Consigne: D'après l'extrait sur le débat entre Ada Colau et Naomi Klein, combien de personnes remplissaient la salle ?

Extrait choisi:
• • •
Ada Colau, maire de Barcelone, et Naomi Klein, écrivaine, ont animé un débat intitulé : « S’opposer aux politiques de la confusion et de la peur : la justice sociale comme défi global. » Elles ont abordé les thèmes les plus sensibles du moment en faisant référence au processus que Barcelone vit depuis les attentats du mois d’août et aux politiques barbares actuelles ainsi qu’aux phénomènes mondiaux qui démontrent ce que Naomi Klein appelle la « stratégie du choc ».
Toutes les deux choisissent le Oui, la prise de pouvoir pour dépasser le choc. Dans le cas d’Ada Colau, il s’agit d’un oui né de la base de la citoyenneté, dans la lutte, qui correspond à l’analyse de Naomi Klein dans ses dernières théories sur la résistance face au choc. Le débat visait à définir des stratégies pour affronter les politiques qui mettent en danger les droits des citoyens, faisait espérer une possibilité de changement évolutif et proposait de créer un discours commun pour s’opposer à l’affaiblissement.
Dans une salle bondée de plus de 700 personnes et sur un écran géant installé pour ceux restés dehors, la soirée du 9 novembre s’est transformée en un événement rempli d’émotivité, d’applaudissements et de dénonciations, dont celle d’un activiste sans domicile qui a fait irruption dans la salle en critiquant les politiques de la ville, et qui a pu s’exprimer et obtenir des réponses. Au cours de ces deux heures, Ada Colau et Naomi Klein ont parlé d’une part de la situation actuelle de Barcelone et de l’action mise en place par le parti Barcelona en Comú, soulignant tant les succès obtenus que les difficultés rencontrées, et, d’autre part, grâce à Naomi Klein, de la situation géopolitique mondiale et en particulier la prolifération des politiques de la peur, la montée de l’extrême droite et la résistance comme arme de défense.
Les thèmes importants au niveau mondial ont été mis sur la table : le droit au logement, la crise démocratique, la pauvreté croissante de la population, la gentrification, la dette écologique, la souveraineté sur l’eau et l’énergie, le changement climatique, les mouvements indigènes, la fuite des capitaux, les matières premières et la spéculation, etc. Dans de nombreux cas, la situation n’a pas changé et tant que la question de fond ne sera pas résolue, nous resterons loin de la solution. Toutefois, des exemples à l’échelle mondiale de l’abandon progressif du modèle néo‑libéral se vérifient actuellement, même s’ils se limitent à un niveau minimal. Naomi Klein a exposé des cas évidents en Amérique Latine, des cas de terreurs qui démontrent une faiblesse et des cas de mouvement qui apportent des réponses. La proposition centrale est de s’opposer à un système corrompu qui ne donne aucune valeur à la vie et de la valoriser dans une situation d’égalité.
• • •
(Données sources)
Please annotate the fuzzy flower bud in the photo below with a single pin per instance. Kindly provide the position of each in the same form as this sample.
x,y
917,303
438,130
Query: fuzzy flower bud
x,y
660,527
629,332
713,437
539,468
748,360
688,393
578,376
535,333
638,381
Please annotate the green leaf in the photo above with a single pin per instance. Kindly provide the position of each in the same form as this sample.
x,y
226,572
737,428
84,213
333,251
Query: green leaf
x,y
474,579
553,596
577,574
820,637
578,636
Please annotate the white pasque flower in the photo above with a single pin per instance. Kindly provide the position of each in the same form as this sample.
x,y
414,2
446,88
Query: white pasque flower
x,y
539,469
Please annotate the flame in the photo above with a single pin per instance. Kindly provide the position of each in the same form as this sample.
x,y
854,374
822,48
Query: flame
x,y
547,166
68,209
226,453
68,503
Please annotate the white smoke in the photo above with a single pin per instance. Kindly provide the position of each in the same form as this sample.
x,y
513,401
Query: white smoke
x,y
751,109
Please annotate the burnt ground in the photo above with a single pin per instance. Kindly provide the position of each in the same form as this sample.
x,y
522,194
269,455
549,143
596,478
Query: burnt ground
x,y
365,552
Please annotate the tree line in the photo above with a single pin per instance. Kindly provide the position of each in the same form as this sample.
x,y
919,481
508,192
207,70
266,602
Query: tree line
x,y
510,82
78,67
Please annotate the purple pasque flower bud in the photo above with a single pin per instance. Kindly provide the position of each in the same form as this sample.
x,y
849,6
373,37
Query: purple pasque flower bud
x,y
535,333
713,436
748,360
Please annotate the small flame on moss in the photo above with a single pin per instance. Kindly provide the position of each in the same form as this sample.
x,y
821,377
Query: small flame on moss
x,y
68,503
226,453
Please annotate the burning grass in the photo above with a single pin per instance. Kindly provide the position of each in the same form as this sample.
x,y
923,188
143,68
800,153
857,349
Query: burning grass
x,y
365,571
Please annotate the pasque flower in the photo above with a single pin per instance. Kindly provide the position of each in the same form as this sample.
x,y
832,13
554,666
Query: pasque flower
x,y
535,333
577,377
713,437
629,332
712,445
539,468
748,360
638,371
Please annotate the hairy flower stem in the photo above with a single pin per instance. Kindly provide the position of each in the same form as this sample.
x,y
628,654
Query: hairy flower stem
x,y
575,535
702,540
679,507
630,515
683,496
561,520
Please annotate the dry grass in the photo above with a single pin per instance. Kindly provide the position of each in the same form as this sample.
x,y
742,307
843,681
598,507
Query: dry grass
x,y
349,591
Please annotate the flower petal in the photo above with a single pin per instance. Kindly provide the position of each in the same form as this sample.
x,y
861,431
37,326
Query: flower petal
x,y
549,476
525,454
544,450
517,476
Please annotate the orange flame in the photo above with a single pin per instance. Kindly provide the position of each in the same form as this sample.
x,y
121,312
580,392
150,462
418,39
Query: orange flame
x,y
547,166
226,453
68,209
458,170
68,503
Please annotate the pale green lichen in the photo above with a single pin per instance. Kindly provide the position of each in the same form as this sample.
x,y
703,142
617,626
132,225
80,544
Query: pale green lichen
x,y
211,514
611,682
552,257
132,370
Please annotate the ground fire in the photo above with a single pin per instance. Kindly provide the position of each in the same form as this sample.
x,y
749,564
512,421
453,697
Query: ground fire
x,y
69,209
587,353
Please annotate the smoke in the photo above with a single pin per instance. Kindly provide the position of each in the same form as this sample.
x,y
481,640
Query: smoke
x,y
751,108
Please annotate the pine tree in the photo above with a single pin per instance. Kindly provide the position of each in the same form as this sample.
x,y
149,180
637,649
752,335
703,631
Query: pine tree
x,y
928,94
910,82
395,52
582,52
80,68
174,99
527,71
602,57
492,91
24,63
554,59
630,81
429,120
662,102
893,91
• • •
Réponse complète: Plus de 700 personnes.